"""

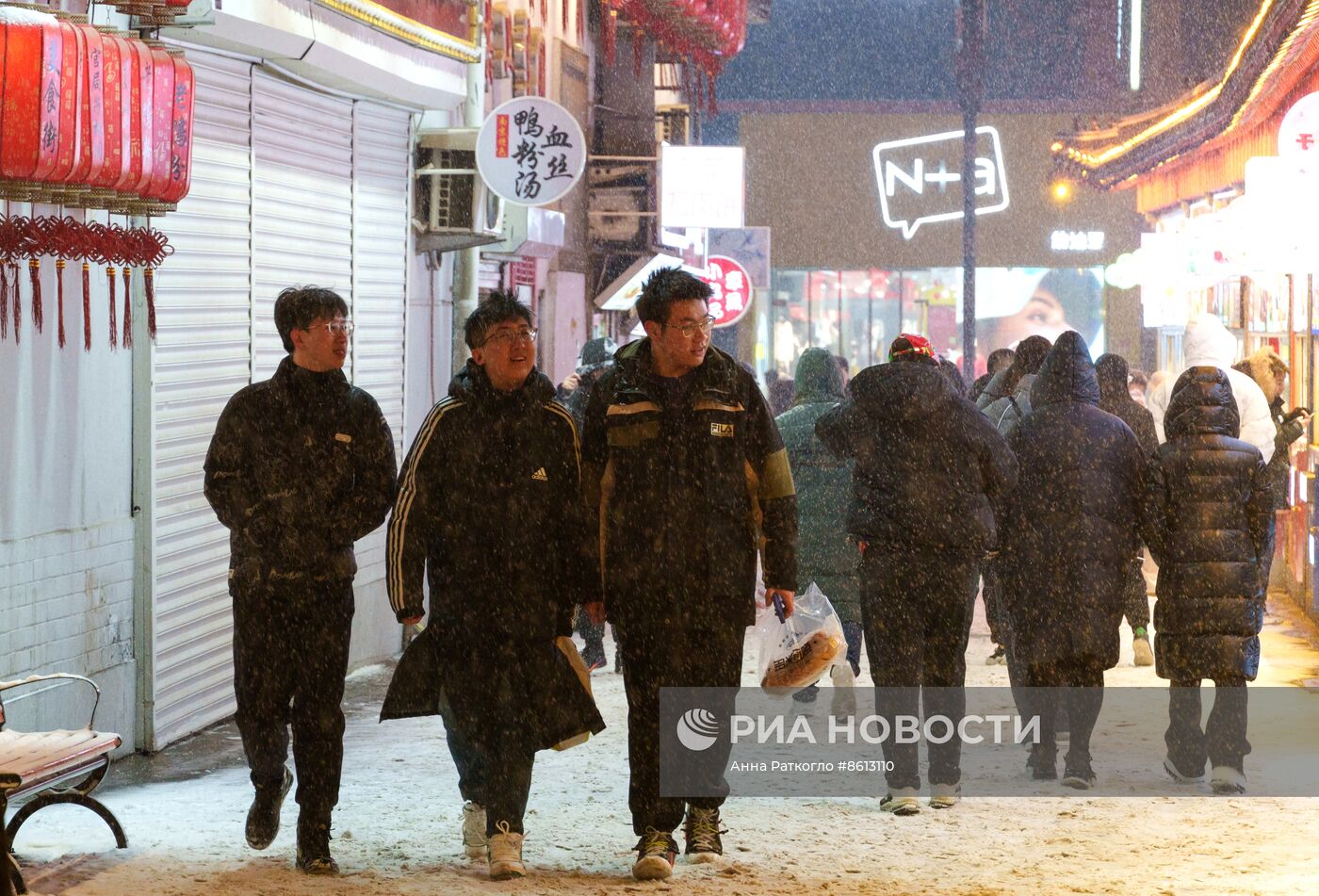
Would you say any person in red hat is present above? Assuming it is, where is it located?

"""
"""

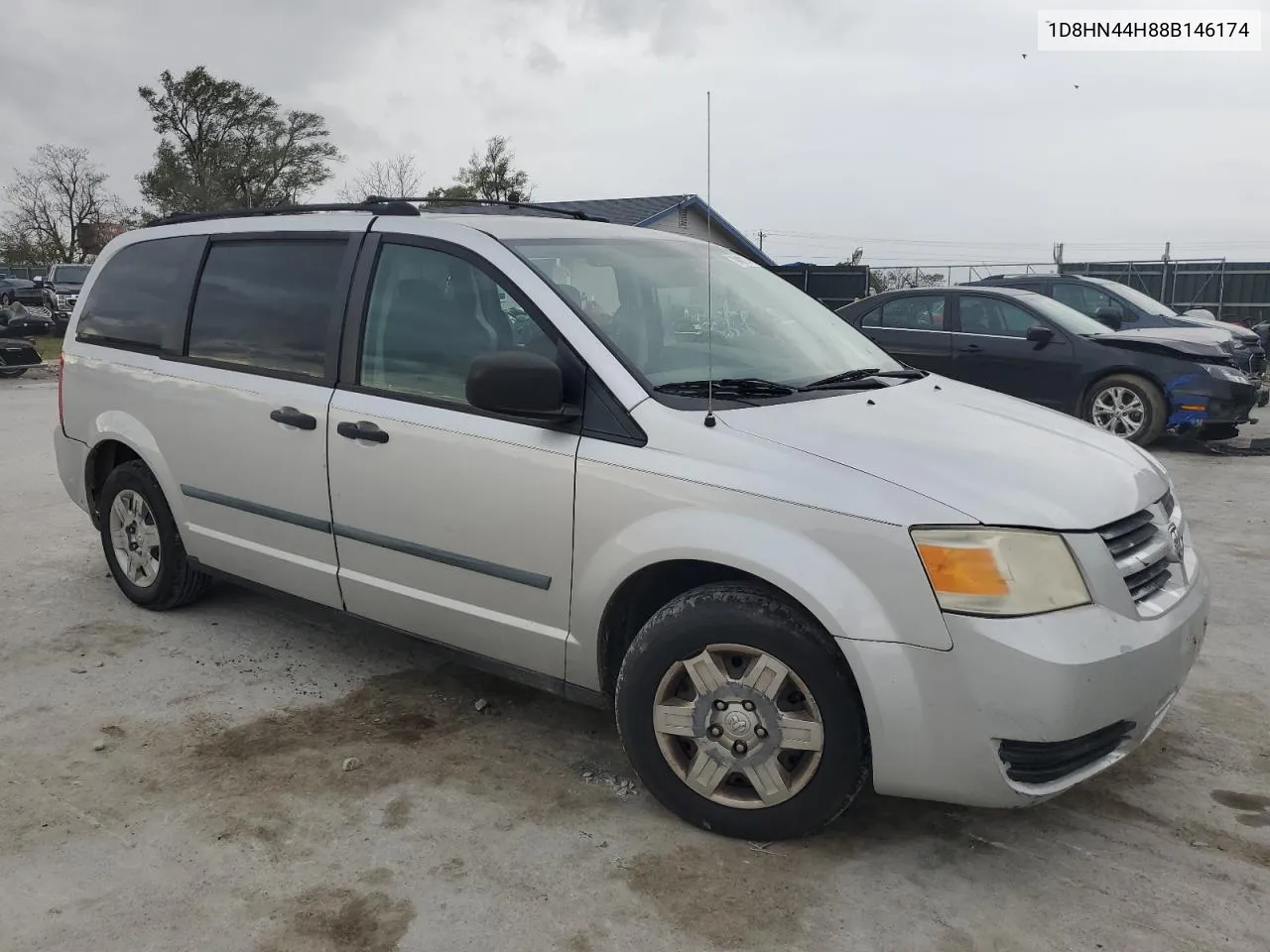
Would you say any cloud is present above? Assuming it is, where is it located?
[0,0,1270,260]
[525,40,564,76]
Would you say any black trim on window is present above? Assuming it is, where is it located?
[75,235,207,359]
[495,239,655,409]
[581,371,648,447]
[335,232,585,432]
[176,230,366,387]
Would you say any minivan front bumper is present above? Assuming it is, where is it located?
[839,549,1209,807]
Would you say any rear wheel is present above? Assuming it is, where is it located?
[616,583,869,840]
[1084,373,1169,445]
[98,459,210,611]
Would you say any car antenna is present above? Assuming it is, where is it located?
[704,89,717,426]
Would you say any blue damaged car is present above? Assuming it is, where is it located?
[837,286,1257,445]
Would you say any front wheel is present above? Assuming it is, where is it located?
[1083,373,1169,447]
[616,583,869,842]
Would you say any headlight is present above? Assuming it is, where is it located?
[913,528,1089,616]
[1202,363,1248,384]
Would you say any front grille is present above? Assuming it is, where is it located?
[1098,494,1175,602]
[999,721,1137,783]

"""
"""

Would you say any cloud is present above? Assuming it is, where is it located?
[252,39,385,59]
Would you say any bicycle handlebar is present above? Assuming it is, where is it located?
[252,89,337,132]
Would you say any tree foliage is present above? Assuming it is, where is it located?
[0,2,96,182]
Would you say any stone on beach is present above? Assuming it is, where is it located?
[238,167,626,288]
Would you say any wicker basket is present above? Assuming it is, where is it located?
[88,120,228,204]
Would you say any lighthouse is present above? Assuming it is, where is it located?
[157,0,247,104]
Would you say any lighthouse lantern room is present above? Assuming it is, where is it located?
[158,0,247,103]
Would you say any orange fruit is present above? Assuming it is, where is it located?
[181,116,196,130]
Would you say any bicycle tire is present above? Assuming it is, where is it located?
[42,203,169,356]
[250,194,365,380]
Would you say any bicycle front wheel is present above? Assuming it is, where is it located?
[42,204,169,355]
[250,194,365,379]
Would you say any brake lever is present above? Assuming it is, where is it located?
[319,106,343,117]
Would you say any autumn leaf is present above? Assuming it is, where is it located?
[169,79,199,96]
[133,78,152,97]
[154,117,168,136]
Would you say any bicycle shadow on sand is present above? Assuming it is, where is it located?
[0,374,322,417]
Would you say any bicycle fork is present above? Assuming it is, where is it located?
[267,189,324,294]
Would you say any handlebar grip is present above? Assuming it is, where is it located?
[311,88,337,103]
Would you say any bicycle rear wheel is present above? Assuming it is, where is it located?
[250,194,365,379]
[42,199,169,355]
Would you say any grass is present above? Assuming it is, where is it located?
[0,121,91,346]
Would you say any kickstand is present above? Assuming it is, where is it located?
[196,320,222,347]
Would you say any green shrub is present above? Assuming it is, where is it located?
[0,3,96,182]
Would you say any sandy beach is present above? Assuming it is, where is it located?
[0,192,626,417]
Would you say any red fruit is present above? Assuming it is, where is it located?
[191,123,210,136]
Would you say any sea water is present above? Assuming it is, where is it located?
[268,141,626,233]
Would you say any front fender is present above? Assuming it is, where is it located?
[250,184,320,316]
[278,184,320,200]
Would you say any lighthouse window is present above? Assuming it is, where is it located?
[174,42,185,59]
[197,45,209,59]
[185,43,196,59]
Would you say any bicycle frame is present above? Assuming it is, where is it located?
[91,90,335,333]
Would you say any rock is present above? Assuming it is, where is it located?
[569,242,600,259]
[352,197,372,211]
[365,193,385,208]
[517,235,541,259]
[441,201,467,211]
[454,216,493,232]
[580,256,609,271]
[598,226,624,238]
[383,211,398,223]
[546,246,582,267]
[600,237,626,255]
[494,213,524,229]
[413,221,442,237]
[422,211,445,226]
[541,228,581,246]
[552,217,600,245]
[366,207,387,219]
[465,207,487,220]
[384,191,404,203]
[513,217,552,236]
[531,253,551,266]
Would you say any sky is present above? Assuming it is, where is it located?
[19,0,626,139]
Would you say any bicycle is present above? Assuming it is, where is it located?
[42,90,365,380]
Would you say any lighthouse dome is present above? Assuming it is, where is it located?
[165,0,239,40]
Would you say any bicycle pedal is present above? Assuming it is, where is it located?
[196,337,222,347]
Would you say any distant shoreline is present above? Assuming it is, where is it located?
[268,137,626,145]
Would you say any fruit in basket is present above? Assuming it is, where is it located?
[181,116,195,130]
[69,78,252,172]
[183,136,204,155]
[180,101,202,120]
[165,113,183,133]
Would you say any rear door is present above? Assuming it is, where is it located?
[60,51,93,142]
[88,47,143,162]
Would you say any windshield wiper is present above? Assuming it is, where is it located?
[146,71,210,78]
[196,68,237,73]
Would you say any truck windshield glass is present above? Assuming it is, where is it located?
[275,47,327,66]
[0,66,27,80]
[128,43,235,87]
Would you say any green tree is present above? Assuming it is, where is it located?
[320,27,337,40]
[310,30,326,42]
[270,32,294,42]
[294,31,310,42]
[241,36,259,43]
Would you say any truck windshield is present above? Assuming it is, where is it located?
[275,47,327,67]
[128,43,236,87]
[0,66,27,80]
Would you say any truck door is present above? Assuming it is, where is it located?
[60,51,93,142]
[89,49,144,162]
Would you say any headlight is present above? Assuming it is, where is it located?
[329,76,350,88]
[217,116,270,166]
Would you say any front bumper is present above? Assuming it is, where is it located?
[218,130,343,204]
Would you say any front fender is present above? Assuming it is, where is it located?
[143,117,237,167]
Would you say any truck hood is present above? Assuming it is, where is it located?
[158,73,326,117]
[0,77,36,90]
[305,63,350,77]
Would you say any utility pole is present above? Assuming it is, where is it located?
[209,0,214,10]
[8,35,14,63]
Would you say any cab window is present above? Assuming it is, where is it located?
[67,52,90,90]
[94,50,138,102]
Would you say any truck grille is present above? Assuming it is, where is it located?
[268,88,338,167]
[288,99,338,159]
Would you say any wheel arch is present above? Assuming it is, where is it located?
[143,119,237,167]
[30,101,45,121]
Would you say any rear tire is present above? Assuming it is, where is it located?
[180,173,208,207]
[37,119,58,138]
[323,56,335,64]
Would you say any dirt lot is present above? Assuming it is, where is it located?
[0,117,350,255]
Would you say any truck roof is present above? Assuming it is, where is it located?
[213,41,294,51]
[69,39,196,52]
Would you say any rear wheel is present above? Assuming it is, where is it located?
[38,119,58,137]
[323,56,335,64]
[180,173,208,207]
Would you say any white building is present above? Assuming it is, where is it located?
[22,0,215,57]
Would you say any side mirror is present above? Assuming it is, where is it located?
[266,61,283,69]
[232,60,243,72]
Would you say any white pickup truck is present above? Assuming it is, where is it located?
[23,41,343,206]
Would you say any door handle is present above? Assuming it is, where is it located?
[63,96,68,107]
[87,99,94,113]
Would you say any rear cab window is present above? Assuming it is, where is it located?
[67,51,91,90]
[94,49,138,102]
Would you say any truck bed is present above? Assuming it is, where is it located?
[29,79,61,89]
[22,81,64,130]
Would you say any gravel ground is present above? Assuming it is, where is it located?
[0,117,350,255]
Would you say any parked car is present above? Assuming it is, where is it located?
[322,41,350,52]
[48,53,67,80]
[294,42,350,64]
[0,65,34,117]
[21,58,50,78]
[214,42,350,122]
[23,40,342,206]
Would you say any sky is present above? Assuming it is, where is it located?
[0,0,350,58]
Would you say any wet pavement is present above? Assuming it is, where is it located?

"""

Edit the data from the line containing "Would you say any distant" through the line containing "[8,35,14,63]" by putting "telephone pole" in place of "utility pole", and give back only those lines with everything else unchanged.

Would you say any distant shoreline is present above? Assuming it is, where is it located?
[268,137,626,145]
Would you say any fruit in basket is present above? Assuming it is, where is it located?
[181,116,195,130]
[69,78,252,172]
[183,136,204,155]
[180,101,202,120]
[165,113,183,133]
Would you say any rear door is present above? Assuming it is, where is it located?
[60,51,93,142]
[88,47,143,162]
Would you say any windshield wiper is present above? Assuming it is, where is it located?
[146,71,210,78]
[196,68,237,73]
Would you say any truck windshield glass is present above? Assuming it is, where is it located?
[275,47,327,66]
[0,66,27,80]
[128,43,235,87]
Would you say any green tree is present above? Assuming it is, where is it located?
[320,27,337,40]
[310,30,326,42]
[270,32,294,42]
[294,31,310,42]
[241,36,259,43]
Would you say any truck windshield is present above? Assuming it is, where is it located?
[275,47,327,67]
[128,43,236,87]
[0,66,27,80]
Would you say any truck door is present above? Assuming it is, where is it located?
[60,51,93,142]
[89,49,144,162]
Would you say any headlight is present above? Assuming it is, where is it located?
[329,76,350,88]
[217,116,270,166]
Would you say any front bumper is present above? Assuming it is, where is it located?
[218,130,343,204]
Would you say any front fender is present above? Assuming it is, where is it located?
[143,117,237,167]
Would you say any truck hood is present above? Assuming it is, where is it located?
[158,73,326,117]
[0,77,36,90]
[305,63,350,77]
Would you say any telephone pole is present above? Assuming it is, where is it located?
[209,0,214,10]
[8,35,14,63]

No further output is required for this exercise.